··· INPUT MATERIAL

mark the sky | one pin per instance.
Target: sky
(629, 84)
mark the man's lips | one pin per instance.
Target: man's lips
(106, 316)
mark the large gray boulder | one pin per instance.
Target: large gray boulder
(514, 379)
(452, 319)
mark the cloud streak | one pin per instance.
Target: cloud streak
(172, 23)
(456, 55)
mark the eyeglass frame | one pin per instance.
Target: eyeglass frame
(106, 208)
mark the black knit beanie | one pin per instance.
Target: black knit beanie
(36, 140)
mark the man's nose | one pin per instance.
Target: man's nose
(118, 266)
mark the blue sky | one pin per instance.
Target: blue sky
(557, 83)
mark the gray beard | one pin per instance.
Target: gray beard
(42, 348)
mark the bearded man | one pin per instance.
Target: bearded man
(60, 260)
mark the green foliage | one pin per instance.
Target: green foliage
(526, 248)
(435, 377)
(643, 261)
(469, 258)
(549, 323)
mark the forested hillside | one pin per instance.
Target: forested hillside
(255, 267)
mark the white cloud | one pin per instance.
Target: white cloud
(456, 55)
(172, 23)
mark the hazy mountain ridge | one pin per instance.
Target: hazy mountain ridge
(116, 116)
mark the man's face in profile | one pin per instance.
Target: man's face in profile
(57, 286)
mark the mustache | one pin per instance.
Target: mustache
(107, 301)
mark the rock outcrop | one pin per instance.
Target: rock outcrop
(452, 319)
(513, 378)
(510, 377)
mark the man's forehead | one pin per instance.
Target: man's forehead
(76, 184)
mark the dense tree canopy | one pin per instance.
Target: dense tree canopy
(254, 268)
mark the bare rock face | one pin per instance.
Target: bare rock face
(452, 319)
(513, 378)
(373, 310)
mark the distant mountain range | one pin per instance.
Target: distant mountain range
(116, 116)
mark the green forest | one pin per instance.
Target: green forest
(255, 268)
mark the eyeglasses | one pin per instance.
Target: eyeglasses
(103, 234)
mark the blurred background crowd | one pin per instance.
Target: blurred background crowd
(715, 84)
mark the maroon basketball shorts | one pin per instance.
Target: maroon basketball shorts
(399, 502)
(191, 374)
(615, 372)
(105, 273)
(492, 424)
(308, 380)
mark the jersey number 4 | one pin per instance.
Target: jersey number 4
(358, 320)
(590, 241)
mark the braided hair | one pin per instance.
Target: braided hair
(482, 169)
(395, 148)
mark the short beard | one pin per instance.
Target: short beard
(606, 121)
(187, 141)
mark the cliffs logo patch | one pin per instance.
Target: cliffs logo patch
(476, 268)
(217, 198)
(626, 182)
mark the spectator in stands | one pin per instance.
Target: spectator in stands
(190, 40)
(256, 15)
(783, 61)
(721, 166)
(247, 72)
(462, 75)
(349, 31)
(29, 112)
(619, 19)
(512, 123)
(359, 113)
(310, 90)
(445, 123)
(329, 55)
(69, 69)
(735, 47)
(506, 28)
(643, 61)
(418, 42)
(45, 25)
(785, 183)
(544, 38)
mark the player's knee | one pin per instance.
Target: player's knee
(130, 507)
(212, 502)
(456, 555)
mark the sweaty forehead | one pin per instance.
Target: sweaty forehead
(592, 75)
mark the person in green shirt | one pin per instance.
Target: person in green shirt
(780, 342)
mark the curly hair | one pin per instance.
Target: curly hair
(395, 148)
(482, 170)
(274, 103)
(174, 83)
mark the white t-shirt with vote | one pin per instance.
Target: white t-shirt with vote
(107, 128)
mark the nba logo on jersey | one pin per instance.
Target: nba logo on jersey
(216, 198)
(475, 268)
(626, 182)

······

(REQUIREMENTS) Copy all of the rows above word for word, keeping every line as it appears.

(THE ANSWER)
mark the sky | one pin per instance.
Target: sky
(629, 84)
mark the man's lips | one pin per instance.
Target: man's lips
(106, 316)
mark the large gray boulder | one pin per instance.
Target: large gray boulder
(514, 379)
(452, 319)
mark the cloud streak | one pin per instance.
Target: cloud streak
(172, 23)
(456, 55)
mark the eyeglass frame | one pin per instance.
Target: eyeglass frame
(106, 208)
mark the black knit beanie | one pin per instance.
Target: black knit beanie
(36, 140)
mark the man's nose | one pin per instance.
Target: man's nose
(118, 266)
mark the blue sky | one pin per instance.
Target: blue sky
(557, 83)
mark the gray beard | one pin per instance.
Target: gray beard
(42, 348)
mark the bearded man | one pin per instance.
Target: bearded man
(60, 260)
mark the green foliage | one pin per instance.
Target: green foliage
(526, 248)
(435, 377)
(643, 261)
(469, 258)
(549, 323)
mark the forested hillside | one pin per instance.
Target: forested hillside
(255, 267)
mark the white cloud | one pin per instance.
Target: white cloud
(456, 55)
(172, 23)
mark the hazy mountain ridge | one pin per instance.
Target: hazy mountain ridge
(116, 116)
mark the man's face in profile | one pin per instance.
Target: man's face in profile
(57, 286)
mark the mustache | one pin per instance.
Target: mustache
(107, 301)
mark the rock outcrop | one pin per instance.
Target: rock outcrop
(452, 319)
(513, 378)
(510, 377)
mark the man's forehead | one pin per instance.
Target: man's forehead
(76, 184)
mark the dense tree canopy | one pin per instance.
Target: dense tree canopy
(254, 268)
mark the bare rock face | one pin per instance.
Target: bare rock face
(452, 319)
(513, 378)
(373, 310)
mark the distant mountain range | one pin per instance.
Target: distant mountain range
(116, 116)
mark the green forest | one pin per instance.
Target: green forest
(255, 268)
mark the eyeglasses | one pin per instance.
Target: eyeglasses
(103, 234)
mark the blurred background crowd | one pin per instance.
Target: blurred background crowd
(715, 84)
mark the maroon basketball shorts | one pin per instance.
Target: maroon basketball shorts
(399, 502)
(191, 374)
(615, 372)
(105, 273)
(492, 424)
(308, 380)
mark the jersey number 4 | one pin per instance.
Target: jersey number 4
(358, 320)
(590, 241)
mark the braided hair | one pin per instance.
Target: braided hair
(482, 169)
(395, 148)
mark the short beard | one pin per instance.
Target: short beard
(606, 121)
(187, 141)
mark the cliffs logo patch | one pin per instance.
Target: cliffs logo patch
(476, 268)
(217, 198)
(626, 182)
mark the spectator in stands | one pin per instance.
Target: spectator in stands
(190, 40)
(256, 15)
(783, 61)
(721, 166)
(247, 72)
(462, 75)
(349, 31)
(29, 112)
(619, 19)
(512, 123)
(359, 113)
(310, 90)
(445, 123)
(329, 55)
(69, 69)
(735, 47)
(506, 28)
(643, 61)
(418, 42)
(45, 25)
(785, 183)
(544, 38)
mark the player's knee | one pin per instance.
Target: player's knee
(130, 507)
(212, 502)
(456, 555)
mark the sweaty forehead | one pin per instance.
Target: sweaty forehead
(592, 75)
mark the person in green shirt | one pin per instance.
Target: person in green shirt
(780, 342)
mark the curly hair | one pin per instance.
Target: curly hair
(395, 148)
(482, 170)
(274, 103)
(174, 83)
mark the white t-shirt with vote | one pin per instance.
Target: white t-shirt with vote
(107, 128)
mark the nba logo on jersey | one pin per instance.
Target: nba logo on jersey
(216, 198)
(475, 268)
(626, 182)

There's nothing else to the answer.